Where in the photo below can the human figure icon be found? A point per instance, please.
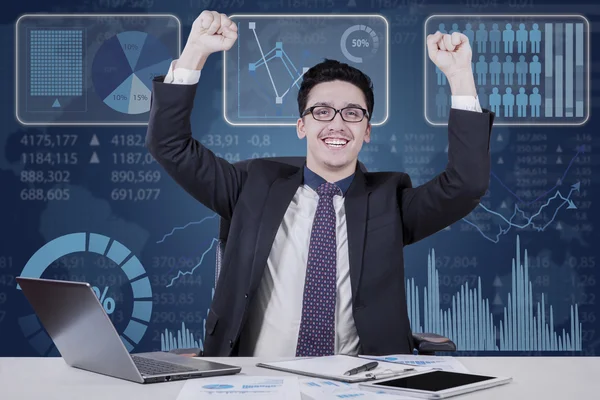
(481, 70)
(508, 68)
(495, 70)
(535, 101)
(483, 97)
(521, 70)
(495, 37)
(508, 100)
(521, 103)
(522, 39)
(535, 69)
(470, 34)
(441, 103)
(495, 101)
(535, 36)
(481, 38)
(508, 36)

***

> **PROBLEM DETAILS**
Each record is to be written out exactly. No picture goes in.

> **WRITTEN ANSWER**
Where in the photo below can the human figure icon be found? A point per instance, please.
(481, 70)
(508, 68)
(495, 70)
(535, 101)
(483, 97)
(521, 70)
(495, 37)
(508, 100)
(521, 103)
(522, 39)
(535, 69)
(470, 34)
(441, 103)
(495, 101)
(535, 36)
(481, 38)
(508, 36)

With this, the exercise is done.